Work to complete:
Rewrite the stretch from the start of the rows through the line containing "[159,748,229,800]", requests included, and add -33 to every bounding-box coordinate in the answers.
# start of Dataset rows
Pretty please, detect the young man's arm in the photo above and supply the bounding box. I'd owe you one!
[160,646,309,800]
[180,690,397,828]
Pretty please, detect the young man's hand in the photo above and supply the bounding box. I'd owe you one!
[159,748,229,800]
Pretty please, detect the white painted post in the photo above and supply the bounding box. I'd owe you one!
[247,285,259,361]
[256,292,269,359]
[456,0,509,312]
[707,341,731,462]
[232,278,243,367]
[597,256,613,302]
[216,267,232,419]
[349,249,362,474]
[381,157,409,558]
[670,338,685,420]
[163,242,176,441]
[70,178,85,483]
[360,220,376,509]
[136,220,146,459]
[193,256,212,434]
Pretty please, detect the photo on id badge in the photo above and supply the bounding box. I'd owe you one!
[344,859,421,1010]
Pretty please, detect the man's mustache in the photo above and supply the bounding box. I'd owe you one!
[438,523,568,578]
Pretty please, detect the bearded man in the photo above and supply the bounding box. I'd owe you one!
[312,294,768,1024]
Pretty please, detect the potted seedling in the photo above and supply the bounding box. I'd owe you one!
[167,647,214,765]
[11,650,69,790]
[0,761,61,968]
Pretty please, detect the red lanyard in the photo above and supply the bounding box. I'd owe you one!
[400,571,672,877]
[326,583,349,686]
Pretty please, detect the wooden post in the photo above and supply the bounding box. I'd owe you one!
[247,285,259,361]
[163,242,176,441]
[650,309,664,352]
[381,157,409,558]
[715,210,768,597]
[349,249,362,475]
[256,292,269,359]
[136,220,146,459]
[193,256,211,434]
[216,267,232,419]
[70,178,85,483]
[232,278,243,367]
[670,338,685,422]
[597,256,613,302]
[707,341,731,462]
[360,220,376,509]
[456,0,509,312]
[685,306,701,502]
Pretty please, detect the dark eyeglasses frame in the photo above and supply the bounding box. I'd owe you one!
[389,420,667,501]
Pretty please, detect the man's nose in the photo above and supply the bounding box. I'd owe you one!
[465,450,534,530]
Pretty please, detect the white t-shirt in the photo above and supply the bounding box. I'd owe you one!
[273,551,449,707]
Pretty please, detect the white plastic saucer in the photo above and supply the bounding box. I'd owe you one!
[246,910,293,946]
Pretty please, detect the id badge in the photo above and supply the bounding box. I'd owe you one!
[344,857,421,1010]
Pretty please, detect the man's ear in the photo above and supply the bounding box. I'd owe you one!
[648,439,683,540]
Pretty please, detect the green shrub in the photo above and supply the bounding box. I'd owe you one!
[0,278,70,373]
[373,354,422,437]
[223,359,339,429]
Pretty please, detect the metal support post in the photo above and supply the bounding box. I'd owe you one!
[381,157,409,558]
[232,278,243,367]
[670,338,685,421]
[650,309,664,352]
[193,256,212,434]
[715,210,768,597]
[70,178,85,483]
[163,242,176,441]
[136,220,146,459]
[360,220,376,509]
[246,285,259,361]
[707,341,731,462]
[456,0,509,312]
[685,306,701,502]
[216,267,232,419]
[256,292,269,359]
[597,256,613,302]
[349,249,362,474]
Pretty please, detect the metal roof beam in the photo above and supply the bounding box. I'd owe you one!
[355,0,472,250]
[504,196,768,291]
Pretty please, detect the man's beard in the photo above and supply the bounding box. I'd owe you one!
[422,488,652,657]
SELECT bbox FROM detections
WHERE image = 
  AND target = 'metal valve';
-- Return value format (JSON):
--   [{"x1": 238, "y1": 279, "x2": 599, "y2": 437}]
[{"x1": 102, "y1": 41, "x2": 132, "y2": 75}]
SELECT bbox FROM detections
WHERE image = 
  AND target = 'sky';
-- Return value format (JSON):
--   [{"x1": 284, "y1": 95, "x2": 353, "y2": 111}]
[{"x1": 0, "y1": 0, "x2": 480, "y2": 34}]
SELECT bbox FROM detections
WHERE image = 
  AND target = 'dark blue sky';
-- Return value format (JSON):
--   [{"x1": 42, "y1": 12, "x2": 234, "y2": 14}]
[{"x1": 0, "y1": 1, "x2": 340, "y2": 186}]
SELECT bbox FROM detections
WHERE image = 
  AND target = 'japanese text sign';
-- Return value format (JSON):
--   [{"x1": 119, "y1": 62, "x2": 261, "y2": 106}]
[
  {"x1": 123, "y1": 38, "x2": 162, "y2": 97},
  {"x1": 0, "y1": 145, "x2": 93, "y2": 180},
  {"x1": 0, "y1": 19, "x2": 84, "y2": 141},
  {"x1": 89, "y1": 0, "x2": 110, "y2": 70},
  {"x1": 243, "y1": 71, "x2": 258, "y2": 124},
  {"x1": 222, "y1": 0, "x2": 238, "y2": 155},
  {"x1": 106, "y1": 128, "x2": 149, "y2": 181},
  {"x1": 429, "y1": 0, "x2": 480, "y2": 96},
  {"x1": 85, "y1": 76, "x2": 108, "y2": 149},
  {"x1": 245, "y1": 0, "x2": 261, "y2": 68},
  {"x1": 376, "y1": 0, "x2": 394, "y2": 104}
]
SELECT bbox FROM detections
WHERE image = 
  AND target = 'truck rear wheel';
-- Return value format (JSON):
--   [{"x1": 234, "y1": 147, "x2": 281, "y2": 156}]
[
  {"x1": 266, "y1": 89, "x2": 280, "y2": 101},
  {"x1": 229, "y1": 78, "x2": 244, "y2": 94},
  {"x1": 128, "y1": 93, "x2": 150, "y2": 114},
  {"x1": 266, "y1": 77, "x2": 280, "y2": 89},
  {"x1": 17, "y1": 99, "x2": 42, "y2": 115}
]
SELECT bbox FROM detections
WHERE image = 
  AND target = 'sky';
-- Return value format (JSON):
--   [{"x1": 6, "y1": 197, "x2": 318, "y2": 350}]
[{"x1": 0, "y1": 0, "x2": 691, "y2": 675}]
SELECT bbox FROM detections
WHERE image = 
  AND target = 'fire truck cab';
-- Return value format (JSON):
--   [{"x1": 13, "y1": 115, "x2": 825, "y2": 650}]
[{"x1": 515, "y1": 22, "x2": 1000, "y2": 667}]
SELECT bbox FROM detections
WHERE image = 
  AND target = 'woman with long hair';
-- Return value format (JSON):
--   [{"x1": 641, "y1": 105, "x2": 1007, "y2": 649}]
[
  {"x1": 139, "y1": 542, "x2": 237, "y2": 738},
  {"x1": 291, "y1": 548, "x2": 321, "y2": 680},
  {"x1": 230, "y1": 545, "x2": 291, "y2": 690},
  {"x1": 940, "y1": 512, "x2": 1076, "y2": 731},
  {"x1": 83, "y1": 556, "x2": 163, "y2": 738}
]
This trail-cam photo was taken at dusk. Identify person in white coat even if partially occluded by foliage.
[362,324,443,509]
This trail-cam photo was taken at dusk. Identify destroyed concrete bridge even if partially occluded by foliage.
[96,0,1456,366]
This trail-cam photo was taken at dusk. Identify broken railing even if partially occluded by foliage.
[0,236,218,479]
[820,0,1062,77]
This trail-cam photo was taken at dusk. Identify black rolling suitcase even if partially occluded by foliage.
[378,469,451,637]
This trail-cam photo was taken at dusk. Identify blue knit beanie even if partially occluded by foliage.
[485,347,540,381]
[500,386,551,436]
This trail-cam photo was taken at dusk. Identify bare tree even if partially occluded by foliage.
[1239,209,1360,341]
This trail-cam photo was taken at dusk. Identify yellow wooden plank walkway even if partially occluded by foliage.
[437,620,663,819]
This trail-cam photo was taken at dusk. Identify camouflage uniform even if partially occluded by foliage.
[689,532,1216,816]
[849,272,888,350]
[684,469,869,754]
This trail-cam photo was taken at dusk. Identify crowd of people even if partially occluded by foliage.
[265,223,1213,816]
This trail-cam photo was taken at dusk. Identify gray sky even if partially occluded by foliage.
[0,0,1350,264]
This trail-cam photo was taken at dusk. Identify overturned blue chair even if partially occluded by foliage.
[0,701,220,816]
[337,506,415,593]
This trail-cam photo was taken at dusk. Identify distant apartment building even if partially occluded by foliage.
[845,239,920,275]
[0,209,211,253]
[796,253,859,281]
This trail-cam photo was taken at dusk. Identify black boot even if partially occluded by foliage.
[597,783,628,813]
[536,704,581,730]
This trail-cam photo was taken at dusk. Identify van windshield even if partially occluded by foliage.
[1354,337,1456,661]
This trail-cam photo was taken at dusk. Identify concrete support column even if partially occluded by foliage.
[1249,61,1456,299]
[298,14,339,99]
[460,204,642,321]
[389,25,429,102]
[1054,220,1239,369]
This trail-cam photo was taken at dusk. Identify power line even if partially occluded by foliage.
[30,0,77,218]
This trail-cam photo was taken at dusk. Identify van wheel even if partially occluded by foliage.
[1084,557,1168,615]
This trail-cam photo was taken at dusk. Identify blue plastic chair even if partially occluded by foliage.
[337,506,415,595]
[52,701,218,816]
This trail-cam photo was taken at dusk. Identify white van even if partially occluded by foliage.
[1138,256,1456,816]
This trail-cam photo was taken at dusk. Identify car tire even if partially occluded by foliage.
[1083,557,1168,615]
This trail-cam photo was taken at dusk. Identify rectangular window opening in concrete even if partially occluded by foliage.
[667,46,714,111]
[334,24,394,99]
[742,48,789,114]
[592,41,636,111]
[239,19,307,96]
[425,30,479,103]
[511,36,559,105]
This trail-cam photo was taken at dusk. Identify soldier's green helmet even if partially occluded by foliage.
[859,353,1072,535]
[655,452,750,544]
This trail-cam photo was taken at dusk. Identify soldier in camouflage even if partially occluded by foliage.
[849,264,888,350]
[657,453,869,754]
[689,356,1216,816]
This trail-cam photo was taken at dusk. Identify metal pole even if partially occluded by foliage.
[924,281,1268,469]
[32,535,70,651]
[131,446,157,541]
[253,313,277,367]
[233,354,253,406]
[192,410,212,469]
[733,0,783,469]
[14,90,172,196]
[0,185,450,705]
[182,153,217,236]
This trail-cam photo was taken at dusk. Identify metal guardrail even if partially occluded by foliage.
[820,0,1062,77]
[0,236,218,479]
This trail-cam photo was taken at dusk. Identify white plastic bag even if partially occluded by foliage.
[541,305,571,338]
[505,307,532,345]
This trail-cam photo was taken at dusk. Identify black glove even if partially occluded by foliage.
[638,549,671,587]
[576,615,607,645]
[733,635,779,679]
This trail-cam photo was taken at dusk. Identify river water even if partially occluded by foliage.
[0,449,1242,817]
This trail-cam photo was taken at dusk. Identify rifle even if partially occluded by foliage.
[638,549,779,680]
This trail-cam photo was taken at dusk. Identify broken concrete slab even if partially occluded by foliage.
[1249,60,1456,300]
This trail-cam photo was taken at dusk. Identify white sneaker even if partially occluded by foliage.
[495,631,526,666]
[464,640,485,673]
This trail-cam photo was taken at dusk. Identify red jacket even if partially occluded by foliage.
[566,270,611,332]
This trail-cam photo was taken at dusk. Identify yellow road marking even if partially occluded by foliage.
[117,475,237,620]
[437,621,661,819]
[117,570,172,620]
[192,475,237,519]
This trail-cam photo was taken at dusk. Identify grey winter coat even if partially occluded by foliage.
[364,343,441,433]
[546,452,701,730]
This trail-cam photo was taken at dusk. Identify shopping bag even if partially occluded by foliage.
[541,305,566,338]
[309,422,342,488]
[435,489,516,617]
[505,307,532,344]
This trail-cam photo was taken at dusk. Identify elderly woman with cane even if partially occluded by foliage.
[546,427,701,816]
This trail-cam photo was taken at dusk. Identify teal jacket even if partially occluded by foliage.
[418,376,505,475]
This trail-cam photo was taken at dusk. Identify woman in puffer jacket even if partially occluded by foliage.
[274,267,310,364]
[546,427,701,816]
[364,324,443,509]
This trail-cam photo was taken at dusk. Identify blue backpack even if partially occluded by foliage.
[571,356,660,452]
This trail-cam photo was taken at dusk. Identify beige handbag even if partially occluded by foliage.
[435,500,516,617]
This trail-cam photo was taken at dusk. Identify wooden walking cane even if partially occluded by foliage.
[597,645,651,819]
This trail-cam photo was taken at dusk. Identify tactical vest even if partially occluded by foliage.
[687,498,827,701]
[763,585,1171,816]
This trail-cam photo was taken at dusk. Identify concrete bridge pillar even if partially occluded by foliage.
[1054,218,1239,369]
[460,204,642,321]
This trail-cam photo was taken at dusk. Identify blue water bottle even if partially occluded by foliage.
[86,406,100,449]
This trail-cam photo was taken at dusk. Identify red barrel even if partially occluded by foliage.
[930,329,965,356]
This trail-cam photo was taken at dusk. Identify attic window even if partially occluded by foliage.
# end of Dataset rows
Full output:
Pretty please, detect the young man's arm in the photo above and supply the bounding box. I'd owe you one!
[127,613,276,767]
[147,657,364,795]
Pretty please, detect the young man's hand in the photo above and supply the bounding box. I'd owe you one!
[126,715,196,767]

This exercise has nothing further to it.